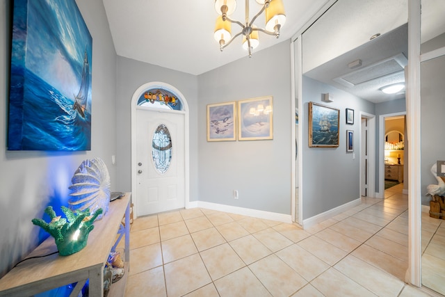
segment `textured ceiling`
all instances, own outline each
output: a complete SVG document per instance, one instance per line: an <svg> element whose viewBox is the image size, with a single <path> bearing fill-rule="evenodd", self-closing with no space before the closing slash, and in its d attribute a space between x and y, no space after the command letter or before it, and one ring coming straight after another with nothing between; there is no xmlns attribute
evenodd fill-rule
<svg viewBox="0 0 445 297"><path fill-rule="evenodd" d="M259 35L258 51L290 38L327 0L284 0L286 24L280 39ZM260 6L250 1L253 17ZM104 0L119 56L192 74L200 74L247 56L241 38L224 51L213 39L216 17L213 0ZM244 22L245 3L237 1L232 18ZM264 14L256 21L264 27ZM239 26L232 24L232 35ZM239 27L241 28L241 27Z"/></svg>
<svg viewBox="0 0 445 297"><path fill-rule="evenodd" d="M213 0L103 0L118 55L198 75L247 56L241 40L220 52L213 39L218 14ZM286 24L277 40L260 33L254 52L290 38L329 2L283 0ZM232 19L244 20L245 3L237 1ZM250 1L250 17L259 9ZM407 58L407 0L339 0L303 35L303 72L314 79L378 103L405 97L385 95L383 85L403 81L402 72L353 87L336 81L348 74L402 54ZM445 31L445 1L423 0L422 41ZM428 17L426 17L428 16ZM264 27L264 15L256 21ZM238 31L232 24L232 35ZM369 41L376 33L382 35ZM362 61L351 70L348 64ZM369 68L371 69L371 68ZM353 75L354 73L352 74Z"/></svg>

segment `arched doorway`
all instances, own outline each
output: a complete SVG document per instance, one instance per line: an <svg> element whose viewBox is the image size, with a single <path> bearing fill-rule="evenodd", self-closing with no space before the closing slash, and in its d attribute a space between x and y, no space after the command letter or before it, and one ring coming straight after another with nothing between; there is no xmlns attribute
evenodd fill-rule
<svg viewBox="0 0 445 297"><path fill-rule="evenodd" d="M172 86L151 82L131 99L131 192L135 216L187 207L188 106Z"/></svg>

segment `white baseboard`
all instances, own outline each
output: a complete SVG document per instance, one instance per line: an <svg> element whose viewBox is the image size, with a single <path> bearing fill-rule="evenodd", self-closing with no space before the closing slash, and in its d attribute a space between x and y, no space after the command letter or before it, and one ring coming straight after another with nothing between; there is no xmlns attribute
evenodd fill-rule
<svg viewBox="0 0 445 297"><path fill-rule="evenodd" d="M241 216L247 216L254 218L264 218L266 220L276 220L282 223L292 223L292 217L290 214L283 214L275 212L264 211L262 210L219 204L217 203L207 202L205 201L190 202L188 202L188 208L200 207L218 211L228 212L229 214L239 214Z"/></svg>
<svg viewBox="0 0 445 297"><path fill-rule="evenodd" d="M337 207L332 209L330 209L327 211L318 214L316 216L312 216L312 218L303 220L303 229L309 228L312 226L318 224L318 223L321 223L324 220L330 219L338 214L341 214L343 211L355 207L357 205L360 205L361 204L362 198L358 198L343 205L340 205L339 207Z"/></svg>

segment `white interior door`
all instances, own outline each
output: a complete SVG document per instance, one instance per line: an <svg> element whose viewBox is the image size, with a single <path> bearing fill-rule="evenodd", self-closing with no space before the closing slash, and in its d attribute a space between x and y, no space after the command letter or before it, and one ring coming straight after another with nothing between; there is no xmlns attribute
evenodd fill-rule
<svg viewBox="0 0 445 297"><path fill-rule="evenodd" d="M136 216L184 207L184 113L138 109L136 124Z"/></svg>
<svg viewBox="0 0 445 297"><path fill-rule="evenodd" d="M361 189L360 193L362 196L368 196L368 177L369 176L369 162L368 159L368 141L369 129L368 129L368 119L366 118L362 118L362 145L360 145L362 152L360 153L360 157L362 158L362 180L361 180Z"/></svg>

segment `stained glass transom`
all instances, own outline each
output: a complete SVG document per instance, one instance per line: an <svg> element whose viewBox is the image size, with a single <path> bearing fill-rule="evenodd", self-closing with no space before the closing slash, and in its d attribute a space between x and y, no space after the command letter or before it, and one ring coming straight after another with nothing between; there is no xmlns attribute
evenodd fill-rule
<svg viewBox="0 0 445 297"><path fill-rule="evenodd" d="M175 111L183 110L182 104L177 95L159 88L151 88L144 92L138 100L138 105Z"/></svg>
<svg viewBox="0 0 445 297"><path fill-rule="evenodd" d="M172 138L167 127L160 125L153 135L152 156L154 167L159 173L165 173L172 161Z"/></svg>

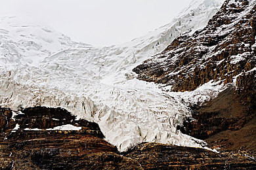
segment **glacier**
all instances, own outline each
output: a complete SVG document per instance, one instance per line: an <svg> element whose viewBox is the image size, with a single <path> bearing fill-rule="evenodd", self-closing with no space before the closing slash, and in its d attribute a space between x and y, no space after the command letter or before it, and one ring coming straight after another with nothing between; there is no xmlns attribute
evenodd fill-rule
<svg viewBox="0 0 256 170"><path fill-rule="evenodd" d="M142 142L204 147L177 127L191 115L190 103L203 103L225 87L209 82L194 92L170 92L137 79L132 69L181 33L203 28L223 2L193 0L170 24L102 48L72 41L28 16L0 19L0 106L66 109L98 124L121 152Z"/></svg>

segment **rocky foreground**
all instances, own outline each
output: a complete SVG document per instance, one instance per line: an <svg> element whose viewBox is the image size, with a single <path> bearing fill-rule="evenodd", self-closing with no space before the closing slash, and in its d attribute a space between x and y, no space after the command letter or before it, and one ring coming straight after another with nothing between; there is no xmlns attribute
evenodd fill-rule
<svg viewBox="0 0 256 170"><path fill-rule="evenodd" d="M255 169L255 153L142 143L119 153L98 126L60 108L0 109L0 169Z"/></svg>

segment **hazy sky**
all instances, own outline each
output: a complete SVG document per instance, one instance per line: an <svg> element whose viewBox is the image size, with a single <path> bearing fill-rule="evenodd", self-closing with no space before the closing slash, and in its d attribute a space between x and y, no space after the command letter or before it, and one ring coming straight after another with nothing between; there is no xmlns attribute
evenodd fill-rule
<svg viewBox="0 0 256 170"><path fill-rule="evenodd" d="M0 16L30 14L75 41L129 41L167 24L192 0L0 0Z"/></svg>

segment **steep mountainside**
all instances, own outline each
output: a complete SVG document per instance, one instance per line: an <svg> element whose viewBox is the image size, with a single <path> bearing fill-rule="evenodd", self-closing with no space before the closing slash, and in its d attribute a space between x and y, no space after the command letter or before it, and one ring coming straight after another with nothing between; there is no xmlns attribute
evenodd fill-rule
<svg viewBox="0 0 256 170"><path fill-rule="evenodd" d="M191 91L211 80L236 82L255 73L255 1L226 1L203 29L182 34L133 69L138 78ZM234 79L234 80L233 80Z"/></svg>
<svg viewBox="0 0 256 170"><path fill-rule="evenodd" d="M35 123L36 122L36 123ZM0 169L156 169L255 167L244 152L142 143L126 152L98 126L60 108L0 109Z"/></svg>
<svg viewBox="0 0 256 170"><path fill-rule="evenodd" d="M205 105L190 102L192 116L180 127L219 150L256 149L255 14L254 0L225 1L205 28L181 35L133 69L169 93L226 84Z"/></svg>
<svg viewBox="0 0 256 170"><path fill-rule="evenodd" d="M169 24L123 44L70 48L37 56L37 64L5 63L0 105L14 110L35 106L66 109L98 124L106 140L120 151L142 142L203 147L203 141L177 129L190 115L187 106L154 83L134 78L132 69L184 31L203 27L223 2L194 0Z"/></svg>

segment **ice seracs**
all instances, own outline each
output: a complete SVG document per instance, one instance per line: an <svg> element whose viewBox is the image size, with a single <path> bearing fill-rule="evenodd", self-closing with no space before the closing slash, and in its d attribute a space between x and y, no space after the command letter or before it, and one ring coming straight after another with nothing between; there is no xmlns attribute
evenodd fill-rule
<svg viewBox="0 0 256 170"><path fill-rule="evenodd" d="M223 1L193 1L171 24L123 44L104 48L81 44L63 49L60 43L62 50L43 50L38 62L37 58L32 58L34 54L30 54L31 50L43 49L42 41L51 46L52 41L34 33L30 38L38 42L30 49L20 49L15 46L18 41L14 42L14 54L10 54L14 57L10 60L1 56L1 105L14 110L18 106L64 108L78 118L98 123L106 139L120 151L142 142L203 146L203 141L177 129L190 114L177 95L167 93L154 83L134 78L136 75L131 70L160 52L181 33L192 33L205 26ZM30 29L35 29L33 26L21 27L26 36ZM45 34L55 35L50 29L38 29ZM5 30L0 35L11 42L11 37L6 37L4 32L14 31ZM27 46L30 38L26 36L20 38ZM60 37L70 42L66 37ZM2 47L1 50L6 49ZM49 56L52 52L54 54Z"/></svg>

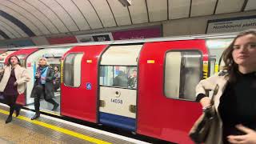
---
▶ **WHAT IS ASKED**
Starting at the beginning of the items and stopping after the line that contains "0L103 0L118 55L198", render them as a two-column CSV with the headers text and answer. Give one row per item, put each field in quotes, replace line breaks with spaces, and leave out the pictures.

▶ **EXERCISE ANSWER**
text,answer
"segment `textured ceiling` all instances, own outline each output: a complete SVG document per instance, one instance per line: an <svg> element whose viewBox is the image size, with a single <path> bearing fill-rule=""evenodd"", self-closing with no space before the closing slash, and in its d attribute a space between x and y, no space after the command letter or before it, and one ring coming straight after another with nothing between; there is no xmlns attribute evenodd fill-rule","<svg viewBox=""0 0 445 297""><path fill-rule=""evenodd"" d=""M259 35L258 51L290 38L327 0L284 0L286 24L280 39ZM260 6L250 1L253 17ZM104 0L119 56L192 74L200 74L247 56L241 38L224 51L213 39L216 17L213 0ZM244 22L245 3L237 1L232 18ZM264 14L256 21L264 27ZM239 26L232 24L232 35ZM239 27L241 28L241 27Z""/></svg> <svg viewBox=""0 0 445 297""><path fill-rule=""evenodd"" d=""M213 0L103 0L118 55L198 75L247 56L241 40L220 52L213 39L218 14ZM286 24L277 40L260 33L254 52L290 38L329 2L283 0ZM232 19L244 20L245 3L237 1ZM250 1L250 17L259 9ZM407 58L407 0L339 0L303 35L303 72L314 79L378 103L405 97L385 95L383 85L403 81L402 72L353 87L336 81L348 74L402 54ZM445 31L445 1L423 0L422 41ZM428 17L426 17L428 16ZM264 27L264 15L256 21ZM238 31L232 24L232 35ZM369 41L376 33L382 35ZM362 61L351 70L348 64ZM369 68L371 69L371 68ZM353 75L354 73L352 74Z""/></svg>"